▶ **What the exercise asks**
With nothing added or dropped, copy the data that follows exactly.

[Entries shown Boundary: Start]

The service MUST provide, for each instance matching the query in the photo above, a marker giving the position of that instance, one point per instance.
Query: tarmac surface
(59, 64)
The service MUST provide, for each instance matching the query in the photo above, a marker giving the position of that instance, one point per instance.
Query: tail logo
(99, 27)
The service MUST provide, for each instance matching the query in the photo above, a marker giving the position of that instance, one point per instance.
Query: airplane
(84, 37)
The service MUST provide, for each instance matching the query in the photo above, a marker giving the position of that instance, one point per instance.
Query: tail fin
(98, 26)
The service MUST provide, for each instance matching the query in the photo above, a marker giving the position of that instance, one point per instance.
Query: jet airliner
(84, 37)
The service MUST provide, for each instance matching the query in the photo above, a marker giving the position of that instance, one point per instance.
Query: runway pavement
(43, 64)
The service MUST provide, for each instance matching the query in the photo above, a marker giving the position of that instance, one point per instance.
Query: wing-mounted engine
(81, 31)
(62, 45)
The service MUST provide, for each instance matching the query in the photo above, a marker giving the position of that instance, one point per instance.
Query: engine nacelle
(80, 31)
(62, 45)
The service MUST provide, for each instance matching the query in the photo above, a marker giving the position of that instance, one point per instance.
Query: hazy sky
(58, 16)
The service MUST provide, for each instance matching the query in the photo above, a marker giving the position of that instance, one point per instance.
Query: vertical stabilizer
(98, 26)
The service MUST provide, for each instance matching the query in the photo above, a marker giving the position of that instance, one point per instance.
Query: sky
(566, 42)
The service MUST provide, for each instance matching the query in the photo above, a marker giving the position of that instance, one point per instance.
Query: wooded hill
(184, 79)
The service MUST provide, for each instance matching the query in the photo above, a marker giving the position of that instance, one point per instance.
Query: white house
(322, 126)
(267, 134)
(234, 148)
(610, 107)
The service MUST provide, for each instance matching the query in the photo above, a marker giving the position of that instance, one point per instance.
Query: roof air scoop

[Entries shown Boundary: End]

▶ **Exercise output**
The service MUST provide, for each instance matching the query in the photo above, a marker giving the position of that instance, one point per instance.
Query: tarmac surface
(59, 64)
The service MUST provide, for each instance matching the query in the photo above, a marker giving the position of that instance, one point per instance.
Query: tail logo
(99, 27)
The service MUST provide, for each instance matching the query in the photo above, a marker giving the position of that instance, one point per instance.
Query: airplane
(84, 37)
The service MUST provide, for each instance matching the query in the photo above, a marker giving the position of that instance, one point per instance.
Query: tail fin
(98, 26)
The service MUST provide, for each instance matching the query in the photo above, a marker giving the position of that instance, one point per instance.
Query: jet airliner
(84, 37)
The service MUST provide, for each instance matching the query in the photo above, a marker giving the position of that instance, one point per instance.
Query: runway pavement
(43, 64)
The service MUST provide, for each instance matching the query in the photo above, a marker giving the position of that instance, one point per instance.
Query: wing-mounted engine
(81, 31)
(62, 45)
The service MUST provide, for each instance matching the query in the photo above, a marker giving the position of that instance, one point per instance.
Query: engine nacelle
(80, 31)
(62, 45)
The service MUST provide, for each instance matching the query in the photo above, a marker giving the position of that instance, one point per instance.
Query: hazy sky
(58, 16)
The service MUST provide, for each instance matching the query in the photo above, a marker giving the position of that instance, one point per instance.
Query: vertical stabilizer
(98, 26)
The service MUST provide, for each instance matching the query in the photo above, a marker giving the position of that instance, one point per instance.
Query: sky
(566, 42)
The service MUST provide, for each instance matching the query in the photo above, a marker giving the position of that instance, one point per instance.
Query: wooded hill
(184, 79)
The service MUST provide, for each instance matching the query in the photo above, a marker giving the position of that instance, one point per instance.
Query: white house
(322, 126)
(267, 134)
(234, 148)
(610, 107)
The service MUST provide, for each instance matching the query in the photo above, a marker giving the position of that instance, one point per instance.
Query: roof air scoop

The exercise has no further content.